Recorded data
——

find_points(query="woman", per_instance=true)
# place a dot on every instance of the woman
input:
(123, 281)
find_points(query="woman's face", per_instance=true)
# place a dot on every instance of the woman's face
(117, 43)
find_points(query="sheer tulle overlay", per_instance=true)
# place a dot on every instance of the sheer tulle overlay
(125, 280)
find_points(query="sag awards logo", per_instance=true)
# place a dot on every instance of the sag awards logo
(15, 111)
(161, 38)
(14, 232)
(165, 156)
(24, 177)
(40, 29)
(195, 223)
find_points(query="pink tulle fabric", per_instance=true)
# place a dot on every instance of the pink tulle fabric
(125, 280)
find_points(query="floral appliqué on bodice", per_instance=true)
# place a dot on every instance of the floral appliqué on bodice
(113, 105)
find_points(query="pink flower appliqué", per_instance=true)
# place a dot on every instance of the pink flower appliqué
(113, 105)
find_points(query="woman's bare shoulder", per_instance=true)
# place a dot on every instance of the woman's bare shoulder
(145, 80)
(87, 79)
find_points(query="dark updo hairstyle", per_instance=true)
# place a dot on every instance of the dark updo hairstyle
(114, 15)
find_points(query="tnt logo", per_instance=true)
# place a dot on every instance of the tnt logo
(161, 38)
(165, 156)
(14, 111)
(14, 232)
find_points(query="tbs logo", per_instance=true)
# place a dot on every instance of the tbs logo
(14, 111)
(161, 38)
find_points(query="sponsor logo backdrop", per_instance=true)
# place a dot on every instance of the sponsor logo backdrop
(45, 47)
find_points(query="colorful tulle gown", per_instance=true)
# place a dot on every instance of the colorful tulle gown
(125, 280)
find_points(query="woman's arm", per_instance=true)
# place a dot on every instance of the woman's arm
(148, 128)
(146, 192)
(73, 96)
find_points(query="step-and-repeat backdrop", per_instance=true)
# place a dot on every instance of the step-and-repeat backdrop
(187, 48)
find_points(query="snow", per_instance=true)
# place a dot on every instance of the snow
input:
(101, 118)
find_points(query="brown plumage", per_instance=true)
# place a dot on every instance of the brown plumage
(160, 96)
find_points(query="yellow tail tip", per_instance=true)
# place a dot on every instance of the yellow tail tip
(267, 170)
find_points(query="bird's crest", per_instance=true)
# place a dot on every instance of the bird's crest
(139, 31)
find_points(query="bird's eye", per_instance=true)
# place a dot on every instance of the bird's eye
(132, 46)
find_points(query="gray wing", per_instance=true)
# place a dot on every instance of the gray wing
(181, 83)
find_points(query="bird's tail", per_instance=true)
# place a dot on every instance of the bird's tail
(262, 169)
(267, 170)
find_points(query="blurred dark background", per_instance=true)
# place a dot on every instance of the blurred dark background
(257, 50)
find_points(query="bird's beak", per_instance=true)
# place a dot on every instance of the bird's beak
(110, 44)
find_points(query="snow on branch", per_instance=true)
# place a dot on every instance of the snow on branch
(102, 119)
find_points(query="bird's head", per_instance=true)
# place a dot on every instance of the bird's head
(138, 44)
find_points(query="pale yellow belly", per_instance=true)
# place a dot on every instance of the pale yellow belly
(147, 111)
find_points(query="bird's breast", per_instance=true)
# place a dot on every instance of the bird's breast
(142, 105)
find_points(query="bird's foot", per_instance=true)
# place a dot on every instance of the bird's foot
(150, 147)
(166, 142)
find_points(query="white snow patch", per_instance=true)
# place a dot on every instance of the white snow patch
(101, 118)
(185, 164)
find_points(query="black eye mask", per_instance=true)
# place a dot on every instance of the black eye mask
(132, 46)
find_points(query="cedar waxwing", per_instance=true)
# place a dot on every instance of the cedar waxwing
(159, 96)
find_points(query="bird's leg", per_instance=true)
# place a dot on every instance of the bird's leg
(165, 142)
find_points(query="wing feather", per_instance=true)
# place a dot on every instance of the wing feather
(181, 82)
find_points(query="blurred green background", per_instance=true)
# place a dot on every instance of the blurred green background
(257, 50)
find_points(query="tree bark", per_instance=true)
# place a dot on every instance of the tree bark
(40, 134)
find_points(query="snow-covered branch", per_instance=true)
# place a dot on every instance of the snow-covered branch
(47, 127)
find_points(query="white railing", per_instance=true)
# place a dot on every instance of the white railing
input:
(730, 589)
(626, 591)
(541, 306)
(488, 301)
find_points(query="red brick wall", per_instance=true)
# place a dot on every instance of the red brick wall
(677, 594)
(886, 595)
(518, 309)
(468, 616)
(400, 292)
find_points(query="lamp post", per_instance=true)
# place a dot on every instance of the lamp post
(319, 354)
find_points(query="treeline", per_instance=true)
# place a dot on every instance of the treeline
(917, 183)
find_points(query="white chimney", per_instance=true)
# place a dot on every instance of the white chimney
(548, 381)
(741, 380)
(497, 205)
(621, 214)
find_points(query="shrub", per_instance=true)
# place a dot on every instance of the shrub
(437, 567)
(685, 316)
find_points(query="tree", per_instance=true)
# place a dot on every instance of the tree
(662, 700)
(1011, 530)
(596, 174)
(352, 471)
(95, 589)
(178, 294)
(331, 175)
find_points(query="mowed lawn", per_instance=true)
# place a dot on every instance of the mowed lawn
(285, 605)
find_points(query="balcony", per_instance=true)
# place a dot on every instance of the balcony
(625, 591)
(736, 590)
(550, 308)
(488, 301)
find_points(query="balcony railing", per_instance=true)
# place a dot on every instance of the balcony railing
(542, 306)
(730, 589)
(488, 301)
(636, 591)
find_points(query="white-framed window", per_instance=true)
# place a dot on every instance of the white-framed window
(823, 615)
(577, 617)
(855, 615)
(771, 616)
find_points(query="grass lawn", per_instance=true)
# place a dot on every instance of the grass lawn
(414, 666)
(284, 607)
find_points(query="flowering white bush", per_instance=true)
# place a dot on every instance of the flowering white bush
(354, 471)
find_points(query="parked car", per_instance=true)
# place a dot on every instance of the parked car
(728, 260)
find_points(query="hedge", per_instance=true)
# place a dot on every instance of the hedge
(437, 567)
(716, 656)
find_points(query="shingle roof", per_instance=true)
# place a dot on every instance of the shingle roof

——

§ GIVEN INSTRUCTION
Please identify each line in the data above that contains the string "overlay" and copy those lines, treating uppercase and lowercase as different.

§ COMPLETE ANSWER
find_points(query="sheer tulle overlay", per_instance=true)
# place a dot on every instance of the sheer tulle overlay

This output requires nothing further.